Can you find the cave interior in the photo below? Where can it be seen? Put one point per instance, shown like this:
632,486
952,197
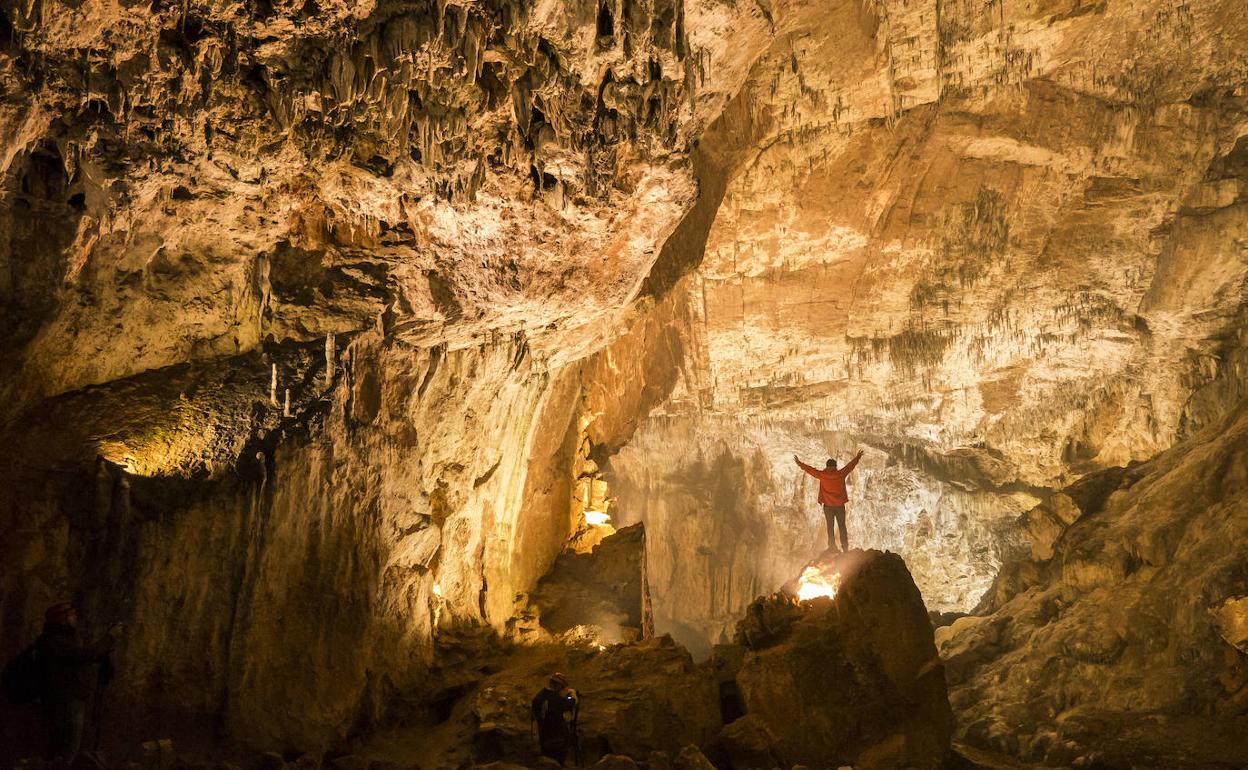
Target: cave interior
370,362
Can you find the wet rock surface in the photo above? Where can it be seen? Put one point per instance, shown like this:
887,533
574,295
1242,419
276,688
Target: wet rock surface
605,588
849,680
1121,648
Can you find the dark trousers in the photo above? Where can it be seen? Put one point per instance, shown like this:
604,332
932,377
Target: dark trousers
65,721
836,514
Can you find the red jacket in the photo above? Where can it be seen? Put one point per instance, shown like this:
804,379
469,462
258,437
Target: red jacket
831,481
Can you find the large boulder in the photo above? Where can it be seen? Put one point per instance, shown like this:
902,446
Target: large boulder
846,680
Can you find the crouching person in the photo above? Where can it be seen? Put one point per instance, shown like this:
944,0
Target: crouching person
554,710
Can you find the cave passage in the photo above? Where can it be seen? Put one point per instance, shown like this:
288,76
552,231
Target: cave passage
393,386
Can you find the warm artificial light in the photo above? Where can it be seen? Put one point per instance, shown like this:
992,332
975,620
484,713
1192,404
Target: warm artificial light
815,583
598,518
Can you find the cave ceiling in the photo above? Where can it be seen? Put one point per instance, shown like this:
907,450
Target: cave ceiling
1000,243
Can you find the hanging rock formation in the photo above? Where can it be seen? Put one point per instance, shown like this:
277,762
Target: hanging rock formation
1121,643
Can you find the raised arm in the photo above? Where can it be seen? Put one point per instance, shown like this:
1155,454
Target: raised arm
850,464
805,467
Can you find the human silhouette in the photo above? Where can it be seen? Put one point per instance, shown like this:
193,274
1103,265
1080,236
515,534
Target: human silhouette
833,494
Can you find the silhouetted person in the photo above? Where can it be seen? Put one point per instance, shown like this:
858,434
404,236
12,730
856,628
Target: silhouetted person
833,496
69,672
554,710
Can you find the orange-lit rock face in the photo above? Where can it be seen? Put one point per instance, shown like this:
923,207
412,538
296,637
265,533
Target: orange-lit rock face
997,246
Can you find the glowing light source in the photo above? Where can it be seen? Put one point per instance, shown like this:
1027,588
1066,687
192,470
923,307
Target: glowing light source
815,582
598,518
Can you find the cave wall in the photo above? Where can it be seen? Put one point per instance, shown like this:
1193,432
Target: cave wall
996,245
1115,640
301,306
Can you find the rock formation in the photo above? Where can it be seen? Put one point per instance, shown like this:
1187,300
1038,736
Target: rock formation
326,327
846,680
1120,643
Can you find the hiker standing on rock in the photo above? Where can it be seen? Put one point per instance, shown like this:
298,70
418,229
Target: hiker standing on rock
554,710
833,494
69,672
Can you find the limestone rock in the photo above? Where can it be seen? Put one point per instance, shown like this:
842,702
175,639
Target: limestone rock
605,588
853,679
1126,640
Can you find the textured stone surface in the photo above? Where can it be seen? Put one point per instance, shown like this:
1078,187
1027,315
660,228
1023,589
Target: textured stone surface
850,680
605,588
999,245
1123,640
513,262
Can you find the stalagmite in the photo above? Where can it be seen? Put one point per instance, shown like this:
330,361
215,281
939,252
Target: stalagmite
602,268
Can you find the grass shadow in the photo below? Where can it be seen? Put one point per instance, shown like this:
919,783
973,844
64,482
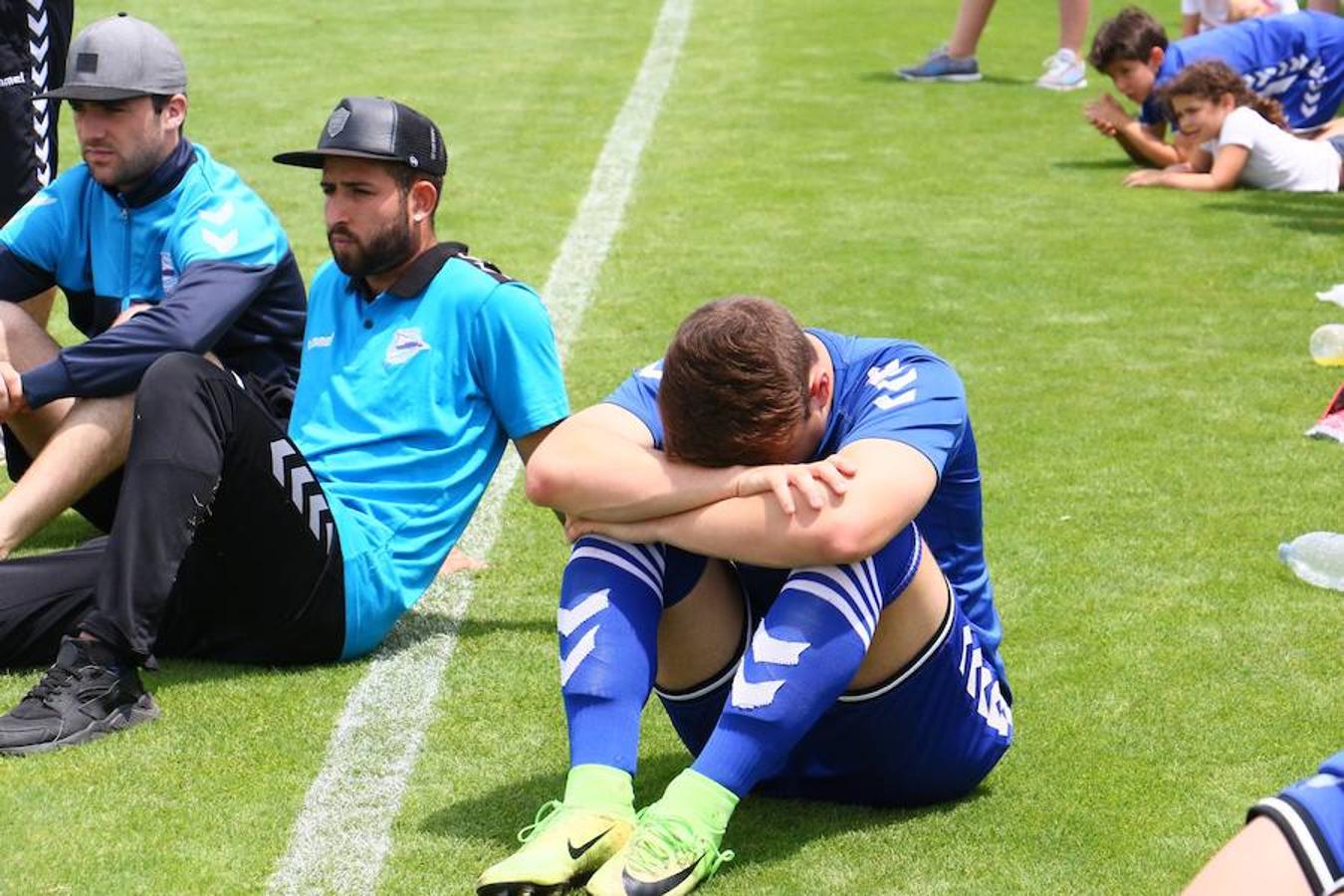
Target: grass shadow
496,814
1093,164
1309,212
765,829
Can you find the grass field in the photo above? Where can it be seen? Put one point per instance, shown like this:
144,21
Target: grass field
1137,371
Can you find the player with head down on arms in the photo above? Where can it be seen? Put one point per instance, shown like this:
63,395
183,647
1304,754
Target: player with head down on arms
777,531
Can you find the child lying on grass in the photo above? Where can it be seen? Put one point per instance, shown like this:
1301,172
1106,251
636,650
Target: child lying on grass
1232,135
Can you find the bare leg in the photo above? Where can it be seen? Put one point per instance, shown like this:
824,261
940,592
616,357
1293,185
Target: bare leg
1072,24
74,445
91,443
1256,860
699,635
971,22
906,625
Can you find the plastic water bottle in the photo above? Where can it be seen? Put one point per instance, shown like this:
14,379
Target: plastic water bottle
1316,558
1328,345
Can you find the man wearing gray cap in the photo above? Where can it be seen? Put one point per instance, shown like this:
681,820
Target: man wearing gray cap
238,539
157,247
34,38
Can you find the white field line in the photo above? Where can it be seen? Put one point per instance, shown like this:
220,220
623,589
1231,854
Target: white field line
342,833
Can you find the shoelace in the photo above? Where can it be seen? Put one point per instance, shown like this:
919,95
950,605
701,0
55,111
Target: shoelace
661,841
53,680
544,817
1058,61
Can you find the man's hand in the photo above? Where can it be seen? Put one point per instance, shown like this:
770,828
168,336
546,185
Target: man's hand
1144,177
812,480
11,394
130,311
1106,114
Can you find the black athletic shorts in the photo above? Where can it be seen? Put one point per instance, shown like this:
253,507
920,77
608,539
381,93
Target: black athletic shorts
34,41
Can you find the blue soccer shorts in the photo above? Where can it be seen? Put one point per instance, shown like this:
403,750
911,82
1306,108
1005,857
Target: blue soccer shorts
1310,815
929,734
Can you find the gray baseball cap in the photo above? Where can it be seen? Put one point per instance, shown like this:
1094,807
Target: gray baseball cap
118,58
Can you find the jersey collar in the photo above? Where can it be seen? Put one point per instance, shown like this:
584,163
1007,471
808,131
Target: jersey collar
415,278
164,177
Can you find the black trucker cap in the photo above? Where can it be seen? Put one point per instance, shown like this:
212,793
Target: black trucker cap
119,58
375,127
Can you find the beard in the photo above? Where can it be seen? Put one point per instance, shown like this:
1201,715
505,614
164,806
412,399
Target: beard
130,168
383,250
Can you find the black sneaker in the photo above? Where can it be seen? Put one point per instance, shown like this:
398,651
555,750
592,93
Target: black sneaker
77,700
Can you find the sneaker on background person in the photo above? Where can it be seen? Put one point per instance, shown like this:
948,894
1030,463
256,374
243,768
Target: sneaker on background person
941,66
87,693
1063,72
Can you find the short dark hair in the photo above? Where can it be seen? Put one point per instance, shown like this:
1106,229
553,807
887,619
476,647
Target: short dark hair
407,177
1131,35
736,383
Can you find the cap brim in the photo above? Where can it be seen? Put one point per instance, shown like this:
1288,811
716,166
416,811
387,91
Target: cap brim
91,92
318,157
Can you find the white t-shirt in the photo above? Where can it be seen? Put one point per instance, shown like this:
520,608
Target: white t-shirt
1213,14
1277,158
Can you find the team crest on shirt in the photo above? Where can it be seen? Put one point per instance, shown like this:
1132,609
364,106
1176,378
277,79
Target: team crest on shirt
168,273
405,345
********************
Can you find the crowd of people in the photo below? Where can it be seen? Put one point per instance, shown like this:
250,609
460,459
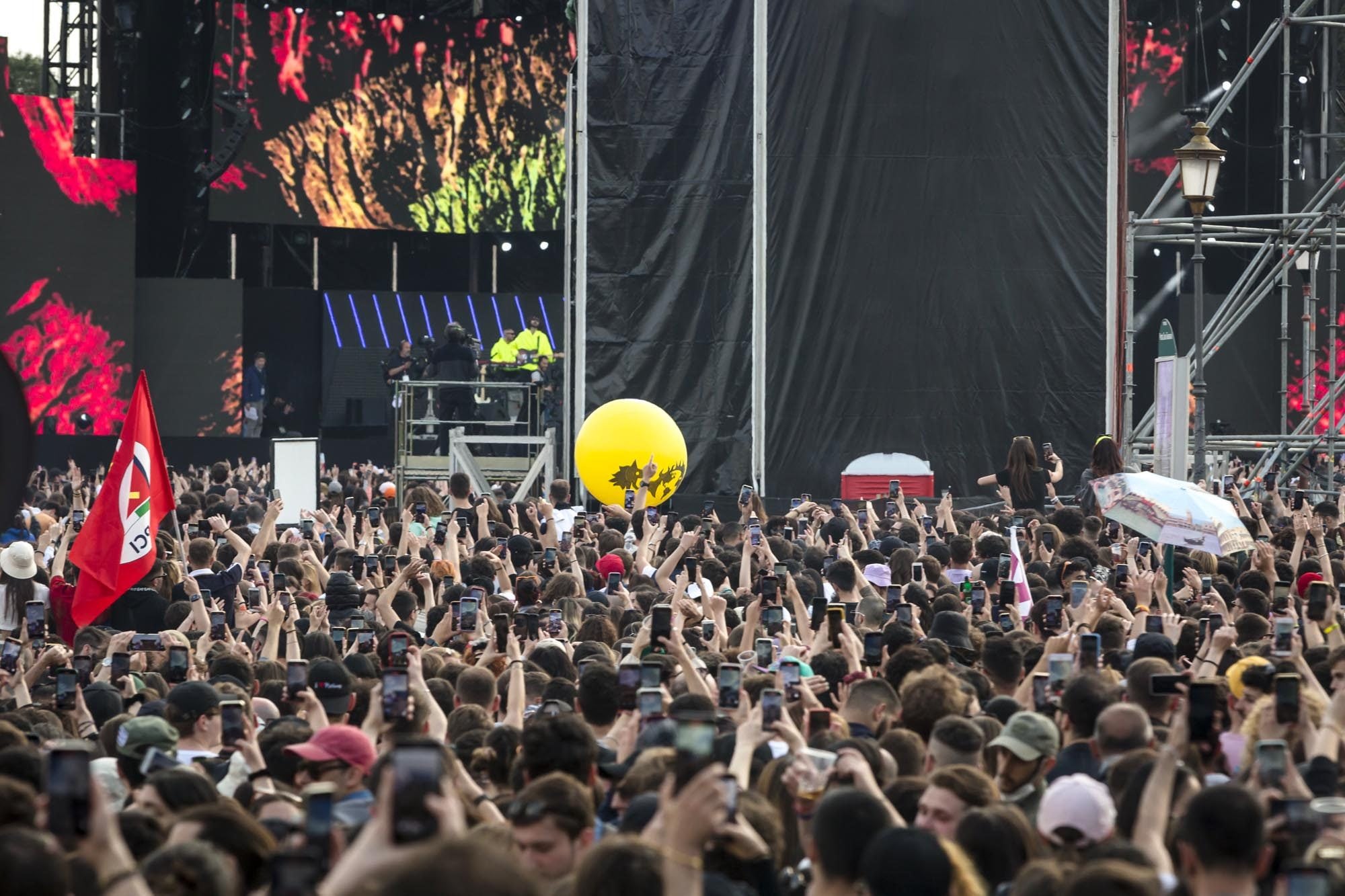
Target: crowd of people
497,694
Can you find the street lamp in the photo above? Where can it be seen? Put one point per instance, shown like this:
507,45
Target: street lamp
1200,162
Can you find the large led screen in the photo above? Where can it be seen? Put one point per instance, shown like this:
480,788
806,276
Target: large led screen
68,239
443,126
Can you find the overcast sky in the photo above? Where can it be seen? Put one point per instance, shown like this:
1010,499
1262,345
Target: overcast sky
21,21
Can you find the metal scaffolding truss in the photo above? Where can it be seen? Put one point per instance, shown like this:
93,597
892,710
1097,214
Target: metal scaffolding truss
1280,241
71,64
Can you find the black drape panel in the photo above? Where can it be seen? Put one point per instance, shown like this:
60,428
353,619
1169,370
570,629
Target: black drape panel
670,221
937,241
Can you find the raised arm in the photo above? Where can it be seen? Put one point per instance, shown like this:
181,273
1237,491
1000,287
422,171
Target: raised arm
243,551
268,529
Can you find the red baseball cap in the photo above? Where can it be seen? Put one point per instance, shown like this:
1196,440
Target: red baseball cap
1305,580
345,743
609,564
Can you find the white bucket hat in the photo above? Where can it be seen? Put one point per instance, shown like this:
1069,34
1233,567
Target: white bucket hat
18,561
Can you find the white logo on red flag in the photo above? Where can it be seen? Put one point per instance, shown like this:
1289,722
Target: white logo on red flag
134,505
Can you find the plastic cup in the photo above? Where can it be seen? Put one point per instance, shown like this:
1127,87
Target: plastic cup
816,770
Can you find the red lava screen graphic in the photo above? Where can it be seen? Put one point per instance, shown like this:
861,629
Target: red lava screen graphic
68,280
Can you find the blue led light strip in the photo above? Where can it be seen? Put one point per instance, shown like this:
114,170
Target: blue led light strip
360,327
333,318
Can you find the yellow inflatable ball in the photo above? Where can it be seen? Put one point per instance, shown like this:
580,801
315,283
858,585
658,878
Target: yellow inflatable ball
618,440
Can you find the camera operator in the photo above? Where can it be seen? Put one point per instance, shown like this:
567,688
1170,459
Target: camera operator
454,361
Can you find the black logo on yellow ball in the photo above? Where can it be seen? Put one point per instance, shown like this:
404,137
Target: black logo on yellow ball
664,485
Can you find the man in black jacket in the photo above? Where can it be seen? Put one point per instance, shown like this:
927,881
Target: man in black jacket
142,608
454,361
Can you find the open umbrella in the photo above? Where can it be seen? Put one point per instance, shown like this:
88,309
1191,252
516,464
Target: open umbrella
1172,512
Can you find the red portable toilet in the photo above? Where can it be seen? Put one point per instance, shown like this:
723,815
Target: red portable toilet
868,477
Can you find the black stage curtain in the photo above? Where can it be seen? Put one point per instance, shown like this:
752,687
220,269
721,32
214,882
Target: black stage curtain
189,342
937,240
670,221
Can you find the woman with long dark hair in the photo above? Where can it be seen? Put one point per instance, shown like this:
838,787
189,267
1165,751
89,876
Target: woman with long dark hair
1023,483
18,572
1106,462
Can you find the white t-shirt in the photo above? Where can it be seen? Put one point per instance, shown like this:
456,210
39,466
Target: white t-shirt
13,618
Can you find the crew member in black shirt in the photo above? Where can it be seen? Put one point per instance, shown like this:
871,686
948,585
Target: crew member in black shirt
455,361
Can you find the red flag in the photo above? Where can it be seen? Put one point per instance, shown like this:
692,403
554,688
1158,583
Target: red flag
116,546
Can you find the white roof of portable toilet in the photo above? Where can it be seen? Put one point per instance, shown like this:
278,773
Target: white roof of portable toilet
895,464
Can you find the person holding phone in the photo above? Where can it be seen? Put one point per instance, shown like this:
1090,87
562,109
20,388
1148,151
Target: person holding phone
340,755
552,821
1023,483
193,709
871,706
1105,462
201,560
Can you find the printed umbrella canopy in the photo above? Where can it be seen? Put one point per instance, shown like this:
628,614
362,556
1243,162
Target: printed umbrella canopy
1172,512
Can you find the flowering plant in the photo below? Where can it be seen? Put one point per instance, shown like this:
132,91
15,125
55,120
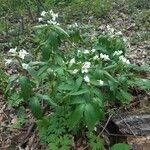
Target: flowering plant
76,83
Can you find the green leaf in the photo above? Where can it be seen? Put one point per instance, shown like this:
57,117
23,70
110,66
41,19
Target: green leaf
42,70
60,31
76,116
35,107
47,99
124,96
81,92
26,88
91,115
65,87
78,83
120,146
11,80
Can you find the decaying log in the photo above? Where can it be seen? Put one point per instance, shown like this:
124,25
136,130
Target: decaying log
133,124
********************
All lines of the records containing "below" should be shown.

RESULT FOR THIS TASK →
Can you find the cave interior in the photo below? Where can it be seen? Put one point per instance, shown like this:
Can you find the grass shadow in the photo below? Where can it be seen? Put one point per instance, shown like this:
Can you find the crowd of people in the photo below? Where can it be seen? Put one point per instance, shown like this:
Can you find the flowering plant in the photo below? Where can it be seen? Put one point per instance, shown like this:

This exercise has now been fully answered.